↓
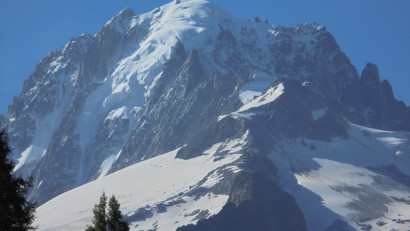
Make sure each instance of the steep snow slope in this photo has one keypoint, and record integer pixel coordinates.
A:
(362, 180)
(147, 84)
(341, 183)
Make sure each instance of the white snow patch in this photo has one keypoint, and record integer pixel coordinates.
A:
(317, 114)
(145, 183)
(269, 96)
(106, 165)
(258, 84)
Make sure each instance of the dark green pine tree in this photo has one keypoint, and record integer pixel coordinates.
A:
(16, 213)
(114, 218)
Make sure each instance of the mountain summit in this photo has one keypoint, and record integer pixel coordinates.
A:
(204, 119)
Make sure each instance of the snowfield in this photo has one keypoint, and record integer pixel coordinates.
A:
(349, 179)
(157, 183)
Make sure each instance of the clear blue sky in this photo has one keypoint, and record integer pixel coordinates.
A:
(375, 31)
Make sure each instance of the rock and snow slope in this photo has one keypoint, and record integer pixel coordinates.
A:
(154, 194)
(187, 76)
↑
[What to work on]: Above are the records; copy exactly the lines from the one with "Make sure each instance of the mountain" through the final line.

[Task solution]:
Make sure each instance of the mountain summit in this photo has one keypoint, and record integer pixel coordinates.
A:
(204, 119)
Make sure each instance of the snowfield in this photo has one keypoint, and record integer pixel coordinates.
A:
(349, 179)
(157, 183)
Make sure each instance of the clear blue sky in this photo has one keypoint, and record integer pixel coordinates.
A:
(375, 31)
Make sure each instance of the rock and snow slope in this photo has one keypoint, and record integer pixel coordinates.
A:
(154, 194)
(187, 76)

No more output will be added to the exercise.